Work request:
In the conversation below, why does Anne Holland say local state governments are eager to go after transgressors, and where does she say the money from a settlement goes?

Susan Bratton: Yeah, it is the stream of money. You have to have your boat right in that stream. It totally makes sense.
Anne Holland: It’s the cash. Now the second thing I wanted to point out is that there are now a lot of laws, in particular…
Susan Bratton: Yes, for free trials and free offers and, yeah…
Anne Holland: Yes.
Susan Bratton: there’s a lot… The FTC…
Anne Holland: And auto renewal offers.
Susan Bratton: is involved, right?
Anne Holland: Mm hmm. The FTC is involved. The federal government, the President actually signed a new law into being on December 21st that affects every subscription site offering auto renew or free trial that converts into a paid offer in America. In addition there are California laws that just came into place in December, just this last December that affect everybody. In addition to that there are now banking laws that affect you because if you are selling to consumers, lets say you’re selling a subscription to consumers, roughly 40% of the consumers buying a subscription from you are paying with a debit card not a credit card, and you probably don’t know that. So there’s all these laws around how you can charge, what you need to say on your marketing if someone could possibly ever use a debit card on your site. The local state governments though are very eager to go after transgressors because it’s money.
Susan Bratton: Right, it’s local revenue.
Anne Holland: They catch you and they’ve got… Yeah, lets just say you send out, you know, one consumer and California complains. They can contact their local District Attorney and say, “Oh, you know, look at this stuff. This wasn’t clear. I signed up for this and I didn’t know I was going to get charged every month,” even if it was on there, “Oh, it was too fine print,” whatever. The D.A. can go after you. If you then settle with the D.A., which of course you will – your company lawyers are going to be like, “Settle, settle, settle. Don’t go to court. You know, just give them some money and make it go away.” When you settle you know where that money goes? It goes straight to the D.A.’s office. He can go buy a new desk if he wants one. And you don’t have to be a California corporation for him to go after you. As long as you have one person in California who saw your marketing, they can go after you.

(Collected data entries)
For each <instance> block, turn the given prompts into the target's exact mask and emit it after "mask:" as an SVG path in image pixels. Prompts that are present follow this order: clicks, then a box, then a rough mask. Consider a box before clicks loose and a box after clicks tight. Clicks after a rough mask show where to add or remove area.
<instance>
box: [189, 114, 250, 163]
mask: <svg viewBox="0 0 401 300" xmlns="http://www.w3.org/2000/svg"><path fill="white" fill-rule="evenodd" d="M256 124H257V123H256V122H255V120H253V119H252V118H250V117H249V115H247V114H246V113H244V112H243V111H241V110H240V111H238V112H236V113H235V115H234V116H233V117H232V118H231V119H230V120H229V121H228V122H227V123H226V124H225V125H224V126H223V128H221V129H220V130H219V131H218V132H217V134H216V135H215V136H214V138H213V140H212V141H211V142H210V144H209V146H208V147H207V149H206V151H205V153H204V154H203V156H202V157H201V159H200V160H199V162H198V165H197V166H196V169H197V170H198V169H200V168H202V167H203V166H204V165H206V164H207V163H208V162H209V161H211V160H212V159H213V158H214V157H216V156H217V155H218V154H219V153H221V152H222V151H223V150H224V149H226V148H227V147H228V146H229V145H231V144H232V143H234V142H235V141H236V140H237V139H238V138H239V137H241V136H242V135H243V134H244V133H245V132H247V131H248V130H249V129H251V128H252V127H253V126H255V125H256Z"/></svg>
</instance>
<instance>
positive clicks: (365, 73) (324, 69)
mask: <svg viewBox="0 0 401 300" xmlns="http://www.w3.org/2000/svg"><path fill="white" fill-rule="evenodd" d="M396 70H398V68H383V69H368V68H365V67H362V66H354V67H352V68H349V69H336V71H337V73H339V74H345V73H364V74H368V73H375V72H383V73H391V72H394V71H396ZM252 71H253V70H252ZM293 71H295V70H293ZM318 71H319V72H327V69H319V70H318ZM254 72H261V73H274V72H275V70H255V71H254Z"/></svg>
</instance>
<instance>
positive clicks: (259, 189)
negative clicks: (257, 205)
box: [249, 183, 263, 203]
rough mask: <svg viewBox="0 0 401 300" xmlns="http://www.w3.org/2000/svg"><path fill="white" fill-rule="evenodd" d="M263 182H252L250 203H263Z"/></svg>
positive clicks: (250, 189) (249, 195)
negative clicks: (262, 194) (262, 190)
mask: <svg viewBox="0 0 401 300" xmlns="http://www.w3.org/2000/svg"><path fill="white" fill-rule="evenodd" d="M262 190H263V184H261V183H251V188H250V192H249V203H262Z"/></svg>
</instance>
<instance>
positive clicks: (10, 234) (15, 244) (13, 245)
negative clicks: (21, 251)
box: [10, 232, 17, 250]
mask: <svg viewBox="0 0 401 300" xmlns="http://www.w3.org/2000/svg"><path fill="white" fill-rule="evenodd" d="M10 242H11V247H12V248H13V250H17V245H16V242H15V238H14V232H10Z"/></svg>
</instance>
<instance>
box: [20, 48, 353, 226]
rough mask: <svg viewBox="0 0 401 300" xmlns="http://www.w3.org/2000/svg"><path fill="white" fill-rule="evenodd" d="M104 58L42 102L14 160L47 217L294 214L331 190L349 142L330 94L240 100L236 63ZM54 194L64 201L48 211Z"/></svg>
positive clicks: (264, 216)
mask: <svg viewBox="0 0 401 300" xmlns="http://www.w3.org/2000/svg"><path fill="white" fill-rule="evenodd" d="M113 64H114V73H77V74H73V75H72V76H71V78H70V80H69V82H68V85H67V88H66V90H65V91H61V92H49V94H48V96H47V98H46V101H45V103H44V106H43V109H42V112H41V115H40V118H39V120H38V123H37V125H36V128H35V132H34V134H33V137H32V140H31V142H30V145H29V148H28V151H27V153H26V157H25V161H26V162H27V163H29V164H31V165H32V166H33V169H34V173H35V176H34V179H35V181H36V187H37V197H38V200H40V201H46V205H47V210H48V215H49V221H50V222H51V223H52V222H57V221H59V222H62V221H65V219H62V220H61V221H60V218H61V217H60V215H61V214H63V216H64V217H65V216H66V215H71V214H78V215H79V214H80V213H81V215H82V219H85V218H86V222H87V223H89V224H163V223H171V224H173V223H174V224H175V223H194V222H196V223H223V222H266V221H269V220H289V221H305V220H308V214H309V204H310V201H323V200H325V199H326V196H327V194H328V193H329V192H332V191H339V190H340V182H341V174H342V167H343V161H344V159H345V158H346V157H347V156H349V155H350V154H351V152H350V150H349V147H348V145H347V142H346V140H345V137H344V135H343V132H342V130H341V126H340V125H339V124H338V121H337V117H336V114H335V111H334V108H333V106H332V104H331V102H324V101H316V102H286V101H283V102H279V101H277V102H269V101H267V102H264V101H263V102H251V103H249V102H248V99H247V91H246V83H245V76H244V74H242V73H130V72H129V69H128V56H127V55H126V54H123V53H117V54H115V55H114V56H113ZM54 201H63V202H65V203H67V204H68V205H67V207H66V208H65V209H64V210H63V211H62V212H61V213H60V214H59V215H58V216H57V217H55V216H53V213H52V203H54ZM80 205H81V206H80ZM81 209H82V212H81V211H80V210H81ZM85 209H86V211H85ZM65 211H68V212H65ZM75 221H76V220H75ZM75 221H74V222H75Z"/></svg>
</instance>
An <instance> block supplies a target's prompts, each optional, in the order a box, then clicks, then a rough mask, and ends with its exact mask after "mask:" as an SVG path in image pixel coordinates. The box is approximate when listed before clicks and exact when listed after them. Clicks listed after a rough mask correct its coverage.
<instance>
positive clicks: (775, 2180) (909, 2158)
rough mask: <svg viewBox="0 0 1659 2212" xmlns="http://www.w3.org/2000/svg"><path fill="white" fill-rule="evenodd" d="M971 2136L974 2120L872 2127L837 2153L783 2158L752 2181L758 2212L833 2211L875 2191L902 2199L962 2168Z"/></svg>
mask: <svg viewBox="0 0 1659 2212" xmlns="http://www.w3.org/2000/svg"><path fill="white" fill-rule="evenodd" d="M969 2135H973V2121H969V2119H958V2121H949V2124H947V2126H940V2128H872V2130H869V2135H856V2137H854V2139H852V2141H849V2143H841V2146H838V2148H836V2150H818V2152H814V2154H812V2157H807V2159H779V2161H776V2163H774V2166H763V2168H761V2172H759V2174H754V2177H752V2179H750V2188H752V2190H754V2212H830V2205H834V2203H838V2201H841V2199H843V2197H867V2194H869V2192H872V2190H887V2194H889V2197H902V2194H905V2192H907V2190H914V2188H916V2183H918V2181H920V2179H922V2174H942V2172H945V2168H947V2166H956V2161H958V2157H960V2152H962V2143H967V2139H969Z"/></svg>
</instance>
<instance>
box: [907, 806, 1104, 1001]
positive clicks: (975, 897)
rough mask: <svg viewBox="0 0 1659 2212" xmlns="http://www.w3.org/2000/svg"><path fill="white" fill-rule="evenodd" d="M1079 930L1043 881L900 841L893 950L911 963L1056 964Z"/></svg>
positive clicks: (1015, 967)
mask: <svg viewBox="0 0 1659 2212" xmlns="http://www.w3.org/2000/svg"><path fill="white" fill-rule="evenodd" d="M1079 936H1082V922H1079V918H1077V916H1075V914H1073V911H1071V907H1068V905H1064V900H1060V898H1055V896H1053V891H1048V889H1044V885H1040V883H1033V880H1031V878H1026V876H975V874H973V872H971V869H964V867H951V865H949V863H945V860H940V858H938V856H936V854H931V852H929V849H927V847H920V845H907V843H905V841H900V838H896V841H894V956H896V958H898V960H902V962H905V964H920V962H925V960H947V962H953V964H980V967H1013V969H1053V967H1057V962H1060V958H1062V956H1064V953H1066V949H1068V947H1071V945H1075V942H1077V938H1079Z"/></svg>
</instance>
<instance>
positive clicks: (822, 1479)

Final answer:
She says they are eager because it's money. When a company settles with the District Attorney, the money goes straight to the D.A.'s office.